[Saved entries]
--- START ---
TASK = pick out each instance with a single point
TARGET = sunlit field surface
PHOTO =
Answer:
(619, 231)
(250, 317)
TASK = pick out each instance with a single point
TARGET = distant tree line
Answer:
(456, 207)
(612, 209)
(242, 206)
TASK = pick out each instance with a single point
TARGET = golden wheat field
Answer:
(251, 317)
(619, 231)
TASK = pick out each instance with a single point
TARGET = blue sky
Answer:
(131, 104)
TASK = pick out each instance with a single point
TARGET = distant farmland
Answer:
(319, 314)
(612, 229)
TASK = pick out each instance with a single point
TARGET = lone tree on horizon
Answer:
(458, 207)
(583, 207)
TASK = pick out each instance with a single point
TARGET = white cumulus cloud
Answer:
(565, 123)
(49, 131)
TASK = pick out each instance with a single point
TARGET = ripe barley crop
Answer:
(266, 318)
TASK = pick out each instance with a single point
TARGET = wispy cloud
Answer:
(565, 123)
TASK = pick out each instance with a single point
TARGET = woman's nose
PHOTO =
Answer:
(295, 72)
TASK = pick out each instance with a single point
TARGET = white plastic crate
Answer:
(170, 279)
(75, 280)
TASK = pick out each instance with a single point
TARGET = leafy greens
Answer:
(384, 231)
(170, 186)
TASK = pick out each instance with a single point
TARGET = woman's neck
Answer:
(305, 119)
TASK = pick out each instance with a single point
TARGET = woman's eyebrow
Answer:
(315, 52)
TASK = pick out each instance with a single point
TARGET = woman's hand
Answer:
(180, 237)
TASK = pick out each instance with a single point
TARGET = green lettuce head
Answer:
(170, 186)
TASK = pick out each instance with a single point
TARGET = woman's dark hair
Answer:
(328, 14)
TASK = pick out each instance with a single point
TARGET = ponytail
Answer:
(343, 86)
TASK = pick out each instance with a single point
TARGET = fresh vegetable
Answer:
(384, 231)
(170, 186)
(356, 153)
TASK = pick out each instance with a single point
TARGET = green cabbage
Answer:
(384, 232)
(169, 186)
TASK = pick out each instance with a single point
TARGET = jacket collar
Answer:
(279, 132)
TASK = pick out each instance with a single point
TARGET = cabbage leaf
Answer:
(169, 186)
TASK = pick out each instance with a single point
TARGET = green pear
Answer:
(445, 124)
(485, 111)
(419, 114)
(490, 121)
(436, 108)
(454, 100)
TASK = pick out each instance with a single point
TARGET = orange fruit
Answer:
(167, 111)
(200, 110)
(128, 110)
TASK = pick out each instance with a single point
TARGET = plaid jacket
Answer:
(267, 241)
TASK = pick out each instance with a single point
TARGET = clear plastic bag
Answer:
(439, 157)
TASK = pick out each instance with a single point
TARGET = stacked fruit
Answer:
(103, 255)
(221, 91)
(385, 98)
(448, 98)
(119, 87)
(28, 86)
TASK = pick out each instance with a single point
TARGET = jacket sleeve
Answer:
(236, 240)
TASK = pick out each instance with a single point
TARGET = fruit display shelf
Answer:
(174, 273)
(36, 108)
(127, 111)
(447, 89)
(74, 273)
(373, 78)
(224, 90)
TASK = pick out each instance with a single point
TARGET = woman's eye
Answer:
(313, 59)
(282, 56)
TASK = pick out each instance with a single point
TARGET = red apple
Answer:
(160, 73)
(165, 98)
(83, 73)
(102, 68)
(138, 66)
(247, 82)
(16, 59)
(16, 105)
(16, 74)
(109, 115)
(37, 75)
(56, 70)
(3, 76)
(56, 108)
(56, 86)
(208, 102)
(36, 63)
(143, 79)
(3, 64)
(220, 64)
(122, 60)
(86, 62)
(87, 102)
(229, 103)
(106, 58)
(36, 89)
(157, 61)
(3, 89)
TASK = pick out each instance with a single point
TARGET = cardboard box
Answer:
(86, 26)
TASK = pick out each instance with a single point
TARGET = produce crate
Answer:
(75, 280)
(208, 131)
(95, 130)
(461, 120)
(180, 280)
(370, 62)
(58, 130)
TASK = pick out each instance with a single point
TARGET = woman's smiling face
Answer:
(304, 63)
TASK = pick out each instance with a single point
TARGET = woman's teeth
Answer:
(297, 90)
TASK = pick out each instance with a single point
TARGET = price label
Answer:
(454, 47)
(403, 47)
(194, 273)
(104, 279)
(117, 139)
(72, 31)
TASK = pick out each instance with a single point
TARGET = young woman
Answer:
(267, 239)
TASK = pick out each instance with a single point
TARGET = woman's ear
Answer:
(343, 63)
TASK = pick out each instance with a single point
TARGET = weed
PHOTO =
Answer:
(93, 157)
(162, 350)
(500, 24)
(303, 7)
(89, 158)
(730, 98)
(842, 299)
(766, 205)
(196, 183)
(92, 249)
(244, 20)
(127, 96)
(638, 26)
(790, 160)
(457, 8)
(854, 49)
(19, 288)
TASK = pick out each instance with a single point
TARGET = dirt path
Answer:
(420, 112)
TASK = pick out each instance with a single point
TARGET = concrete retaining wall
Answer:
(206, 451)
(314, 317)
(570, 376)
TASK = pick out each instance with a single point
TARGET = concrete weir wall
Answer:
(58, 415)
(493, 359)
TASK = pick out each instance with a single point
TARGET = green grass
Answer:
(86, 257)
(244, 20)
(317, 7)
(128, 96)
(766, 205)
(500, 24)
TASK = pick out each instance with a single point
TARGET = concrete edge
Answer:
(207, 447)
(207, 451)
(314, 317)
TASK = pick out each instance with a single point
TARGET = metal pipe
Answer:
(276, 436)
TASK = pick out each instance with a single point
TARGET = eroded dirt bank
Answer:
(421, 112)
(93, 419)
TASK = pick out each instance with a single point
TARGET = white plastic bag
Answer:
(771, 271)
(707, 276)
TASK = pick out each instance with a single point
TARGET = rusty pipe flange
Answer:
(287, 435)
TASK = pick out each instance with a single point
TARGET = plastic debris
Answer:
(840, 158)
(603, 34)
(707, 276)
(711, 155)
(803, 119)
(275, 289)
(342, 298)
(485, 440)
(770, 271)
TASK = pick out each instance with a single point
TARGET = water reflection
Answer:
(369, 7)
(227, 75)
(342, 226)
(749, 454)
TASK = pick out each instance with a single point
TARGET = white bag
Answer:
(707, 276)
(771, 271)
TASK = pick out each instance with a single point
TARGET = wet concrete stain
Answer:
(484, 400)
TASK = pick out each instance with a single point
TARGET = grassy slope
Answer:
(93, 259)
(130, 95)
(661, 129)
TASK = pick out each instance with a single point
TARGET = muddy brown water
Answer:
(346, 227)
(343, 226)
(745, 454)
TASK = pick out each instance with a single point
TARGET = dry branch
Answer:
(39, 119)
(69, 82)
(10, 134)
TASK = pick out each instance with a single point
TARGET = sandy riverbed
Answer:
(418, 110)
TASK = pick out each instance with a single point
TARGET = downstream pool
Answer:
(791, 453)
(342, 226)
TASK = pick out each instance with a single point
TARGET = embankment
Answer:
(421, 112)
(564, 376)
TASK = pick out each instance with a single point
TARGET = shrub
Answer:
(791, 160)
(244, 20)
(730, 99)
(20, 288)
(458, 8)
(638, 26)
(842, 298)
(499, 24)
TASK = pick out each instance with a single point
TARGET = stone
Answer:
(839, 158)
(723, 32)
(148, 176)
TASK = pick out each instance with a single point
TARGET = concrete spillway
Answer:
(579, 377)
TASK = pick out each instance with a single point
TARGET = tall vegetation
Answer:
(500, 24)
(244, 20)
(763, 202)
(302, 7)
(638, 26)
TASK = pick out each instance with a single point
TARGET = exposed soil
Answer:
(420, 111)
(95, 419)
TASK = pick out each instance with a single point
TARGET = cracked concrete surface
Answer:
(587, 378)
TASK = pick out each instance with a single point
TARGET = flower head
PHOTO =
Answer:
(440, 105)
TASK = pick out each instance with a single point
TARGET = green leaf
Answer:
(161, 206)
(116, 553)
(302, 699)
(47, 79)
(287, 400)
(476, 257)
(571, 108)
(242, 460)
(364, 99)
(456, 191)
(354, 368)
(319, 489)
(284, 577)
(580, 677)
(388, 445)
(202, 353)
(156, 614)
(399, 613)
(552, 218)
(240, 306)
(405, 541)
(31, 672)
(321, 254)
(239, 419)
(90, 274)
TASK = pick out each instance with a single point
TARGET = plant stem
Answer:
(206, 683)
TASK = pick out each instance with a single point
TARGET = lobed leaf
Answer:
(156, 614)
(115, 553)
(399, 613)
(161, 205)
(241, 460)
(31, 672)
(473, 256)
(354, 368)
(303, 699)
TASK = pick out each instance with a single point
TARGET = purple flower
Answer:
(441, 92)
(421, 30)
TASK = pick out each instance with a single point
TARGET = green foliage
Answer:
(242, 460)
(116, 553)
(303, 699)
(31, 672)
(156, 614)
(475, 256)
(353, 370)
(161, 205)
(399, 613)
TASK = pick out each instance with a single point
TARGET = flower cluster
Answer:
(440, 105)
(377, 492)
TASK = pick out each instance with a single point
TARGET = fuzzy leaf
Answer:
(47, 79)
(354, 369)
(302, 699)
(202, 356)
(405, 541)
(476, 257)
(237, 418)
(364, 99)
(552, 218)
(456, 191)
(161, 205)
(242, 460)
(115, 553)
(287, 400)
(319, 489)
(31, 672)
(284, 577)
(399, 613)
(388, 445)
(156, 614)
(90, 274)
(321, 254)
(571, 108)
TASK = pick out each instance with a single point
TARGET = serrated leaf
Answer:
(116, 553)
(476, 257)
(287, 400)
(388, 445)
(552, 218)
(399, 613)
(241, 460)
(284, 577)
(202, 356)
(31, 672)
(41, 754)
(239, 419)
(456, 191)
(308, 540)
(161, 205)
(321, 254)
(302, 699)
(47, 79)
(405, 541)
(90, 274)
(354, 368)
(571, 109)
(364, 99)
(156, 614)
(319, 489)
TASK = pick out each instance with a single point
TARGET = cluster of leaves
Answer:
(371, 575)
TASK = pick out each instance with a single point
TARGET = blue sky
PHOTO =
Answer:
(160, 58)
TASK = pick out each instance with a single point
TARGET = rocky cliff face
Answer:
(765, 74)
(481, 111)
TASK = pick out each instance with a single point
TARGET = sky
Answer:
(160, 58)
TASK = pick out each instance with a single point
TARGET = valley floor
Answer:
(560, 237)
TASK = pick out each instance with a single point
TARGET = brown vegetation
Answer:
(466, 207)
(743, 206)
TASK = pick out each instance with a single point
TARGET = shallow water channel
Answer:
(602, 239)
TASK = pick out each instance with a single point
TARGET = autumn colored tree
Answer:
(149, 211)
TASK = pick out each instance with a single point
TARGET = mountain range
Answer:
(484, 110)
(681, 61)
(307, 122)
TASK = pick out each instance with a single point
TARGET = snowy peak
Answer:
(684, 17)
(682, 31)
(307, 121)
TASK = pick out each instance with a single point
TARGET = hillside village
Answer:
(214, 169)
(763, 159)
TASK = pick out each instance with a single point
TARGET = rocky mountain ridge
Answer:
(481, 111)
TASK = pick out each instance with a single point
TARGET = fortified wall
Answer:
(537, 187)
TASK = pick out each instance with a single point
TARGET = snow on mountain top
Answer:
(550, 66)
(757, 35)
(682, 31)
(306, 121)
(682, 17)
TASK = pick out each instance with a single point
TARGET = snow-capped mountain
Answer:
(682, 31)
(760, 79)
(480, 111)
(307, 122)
--- END ---
- **WHAT IS EXPECTED**:
In the records above, collect each line with "pipe".

- **WRITTEN SOLUTION**:
TARGET = metal pipe
TARGET = rusty pipe flange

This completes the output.